#### [ИЗВЛЕЧЁННЫЙ ТЕКСТ]
________________________

Почему Чехова восхитило поведение Золя в деле Дрейфуса? Кажется, трудно назвать двух писателей, настолько различных и в замыслах, и в темах, и в стиле. Однако были у них общие черты: оба ревниво любили правду и обоим была чужда иерархия ценностей человека. Защищая Дрейфуса, Золя был убежден в лживости судей и вместе с тем он знал, что защищает заурядного военного, вымуштрованного, не помеченного ни дарованием, ни способностью критически мыслить. Огромная колесница государства опрокинула маленького человека. Именно это и привлекло внимание Чехова, который писал рассказы о средних, казалось бы, непримечательных людях и которого либеральные критики упрекали за его привязанность к негероическим героям.
Золя, как и Чехов, не любил того, что оба они называли «политикой». Но вот настает непредвиденное. Золя пятьдесят семь лет. Он знаменит. Он работает без устали, не думая больше о деньгах. Вдруг он оставляет письменный стол, уют дома в Медане и бросается, чтобы защитить среднего человека. Сотни журналистов, куплетистов, карикатуристов обливают его помоями. Обманутые средние люди улюлюкают: «Смерть Золя!» Ему приходится узнать изгнание, трудную судьбу политического эмигранта. Он принимает это потому, что у него не только умение наблюдать, не только дар сочинять, не только поразительное трудолюбие, но и то, без чего писатель не художник, а всего-навсего литератор, — совесть.

________________________

#### [ЧТО СДЕЛАТЬ]
(1) Перепишите из текста о Золя и Чехове отрывок между словами «Почему Чехова восхитило» и «к негероическим героям.», включая их.
(2) Ответьте по тексту о Золя и Чехове:
(а) Сколько лет было Золя?
(б) За что Чехова упрекали либеральные критики?
(в) Где находился дом, уют которого оставил Золя?
(3) Переведите на английский язык предложение из текста о Золя и Чехове: «Огромная колесница государства опрокинула маленького человека».

________________________

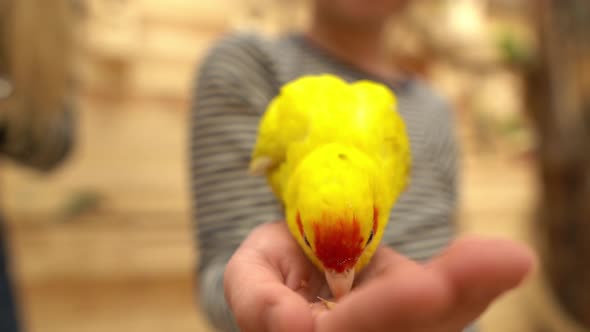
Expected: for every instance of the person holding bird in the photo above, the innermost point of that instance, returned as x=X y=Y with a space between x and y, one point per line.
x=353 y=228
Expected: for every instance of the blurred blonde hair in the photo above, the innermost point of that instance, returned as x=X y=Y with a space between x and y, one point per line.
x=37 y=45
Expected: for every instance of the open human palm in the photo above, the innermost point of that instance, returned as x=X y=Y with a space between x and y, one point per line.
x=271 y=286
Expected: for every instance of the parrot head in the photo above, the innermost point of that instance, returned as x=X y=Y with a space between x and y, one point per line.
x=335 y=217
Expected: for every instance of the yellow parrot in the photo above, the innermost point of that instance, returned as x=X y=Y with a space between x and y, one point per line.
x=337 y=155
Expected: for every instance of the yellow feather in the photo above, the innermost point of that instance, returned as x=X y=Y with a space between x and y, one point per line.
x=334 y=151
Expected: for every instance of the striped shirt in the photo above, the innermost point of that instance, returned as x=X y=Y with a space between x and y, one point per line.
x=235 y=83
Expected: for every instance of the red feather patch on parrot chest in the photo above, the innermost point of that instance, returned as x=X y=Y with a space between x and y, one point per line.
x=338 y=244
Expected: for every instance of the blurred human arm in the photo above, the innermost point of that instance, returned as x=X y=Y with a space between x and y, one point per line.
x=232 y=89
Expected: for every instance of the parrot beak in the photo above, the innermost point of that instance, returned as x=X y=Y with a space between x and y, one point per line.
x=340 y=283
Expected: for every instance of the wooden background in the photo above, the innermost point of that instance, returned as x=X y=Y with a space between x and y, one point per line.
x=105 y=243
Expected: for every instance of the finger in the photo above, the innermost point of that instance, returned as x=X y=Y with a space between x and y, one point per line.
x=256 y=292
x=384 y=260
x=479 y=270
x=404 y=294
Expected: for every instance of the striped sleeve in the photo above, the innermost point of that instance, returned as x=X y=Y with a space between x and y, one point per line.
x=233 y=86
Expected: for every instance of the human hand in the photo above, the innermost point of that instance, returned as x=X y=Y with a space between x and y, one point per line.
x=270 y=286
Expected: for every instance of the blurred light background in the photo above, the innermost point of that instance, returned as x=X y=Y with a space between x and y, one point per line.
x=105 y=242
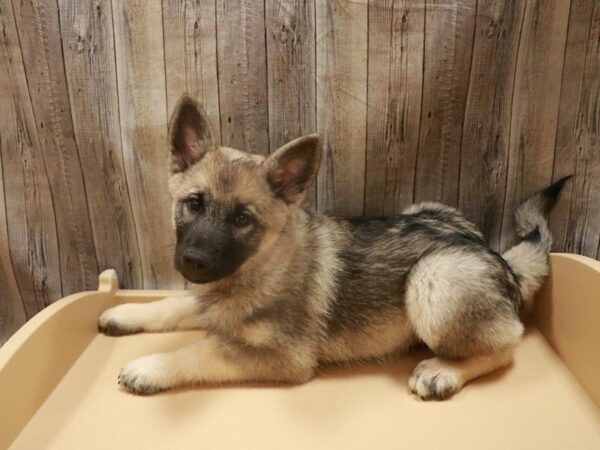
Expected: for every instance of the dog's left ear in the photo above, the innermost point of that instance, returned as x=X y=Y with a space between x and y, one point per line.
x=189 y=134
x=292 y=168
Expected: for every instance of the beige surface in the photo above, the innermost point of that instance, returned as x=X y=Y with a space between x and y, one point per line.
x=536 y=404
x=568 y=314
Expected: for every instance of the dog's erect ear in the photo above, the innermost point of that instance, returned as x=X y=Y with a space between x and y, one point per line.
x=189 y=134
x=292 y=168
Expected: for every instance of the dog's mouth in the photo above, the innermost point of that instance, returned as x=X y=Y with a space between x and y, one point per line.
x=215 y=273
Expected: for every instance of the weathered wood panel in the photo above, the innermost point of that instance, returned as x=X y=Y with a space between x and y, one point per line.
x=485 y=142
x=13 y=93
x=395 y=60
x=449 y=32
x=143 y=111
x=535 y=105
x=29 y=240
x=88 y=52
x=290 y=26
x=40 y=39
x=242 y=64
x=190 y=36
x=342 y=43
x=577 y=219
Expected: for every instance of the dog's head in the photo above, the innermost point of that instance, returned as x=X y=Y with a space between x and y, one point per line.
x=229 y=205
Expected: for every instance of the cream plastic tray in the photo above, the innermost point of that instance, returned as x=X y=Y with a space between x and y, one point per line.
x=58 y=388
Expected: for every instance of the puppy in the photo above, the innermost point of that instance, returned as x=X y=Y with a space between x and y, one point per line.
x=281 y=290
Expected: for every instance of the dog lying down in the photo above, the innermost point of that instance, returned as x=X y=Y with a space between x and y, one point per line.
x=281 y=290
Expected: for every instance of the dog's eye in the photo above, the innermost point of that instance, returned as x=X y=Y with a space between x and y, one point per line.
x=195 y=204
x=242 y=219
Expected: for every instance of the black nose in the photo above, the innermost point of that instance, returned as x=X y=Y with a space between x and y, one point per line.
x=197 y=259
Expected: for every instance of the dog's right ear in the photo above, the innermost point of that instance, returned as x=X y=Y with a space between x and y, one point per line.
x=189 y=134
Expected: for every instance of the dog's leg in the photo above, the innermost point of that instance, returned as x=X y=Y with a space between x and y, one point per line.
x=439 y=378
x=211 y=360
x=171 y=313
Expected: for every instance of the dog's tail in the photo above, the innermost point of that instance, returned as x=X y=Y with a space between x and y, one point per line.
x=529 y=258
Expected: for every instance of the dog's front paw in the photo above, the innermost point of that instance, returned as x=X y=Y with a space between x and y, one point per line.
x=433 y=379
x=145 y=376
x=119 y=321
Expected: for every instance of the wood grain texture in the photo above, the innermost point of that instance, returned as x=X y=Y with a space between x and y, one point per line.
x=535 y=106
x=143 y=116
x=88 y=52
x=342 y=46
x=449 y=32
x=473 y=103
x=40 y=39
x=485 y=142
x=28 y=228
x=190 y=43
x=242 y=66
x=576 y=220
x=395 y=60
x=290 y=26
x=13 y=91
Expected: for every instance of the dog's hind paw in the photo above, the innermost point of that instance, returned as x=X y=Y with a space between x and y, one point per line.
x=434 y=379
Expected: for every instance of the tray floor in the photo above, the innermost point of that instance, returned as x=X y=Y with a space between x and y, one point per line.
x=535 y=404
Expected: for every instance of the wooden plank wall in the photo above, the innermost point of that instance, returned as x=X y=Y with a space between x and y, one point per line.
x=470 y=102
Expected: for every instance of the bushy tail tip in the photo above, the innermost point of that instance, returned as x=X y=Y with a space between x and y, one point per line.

________________________

#### [ОТВЕТЫ]
(1)
Почему Чехова восхитило поведение Золя в деле Дрейфуса? Кажется, трудно назвать двух писателей, настолько различных и в замыслах, и в темах, и в стиле. Однако были у них общие черты: оба ревниво любили правду и обоим была чужда иерархия ценностей человека. Защищая Дрейфуса, Золя был убежден в лживости судей и вместе с тем он знал, что защищает заурядного военного, вымуштрованного, не помеченного ни дарованием, ни способностью критически мыслить. Огромная колесница государства опрокинула маленького человека. Именно это и привлекло внимание Чехова, который писал рассказы о средних, казалось бы, непримечательных людях и которого либеральные критики упрекали за его привязанность к негероическим героям.

(2)
(а) Пятьдесят семь лет.
(б) За привязанность к негероическим героям.
(в) В Медане.

(3) The huge chariot of the state overturned the little man.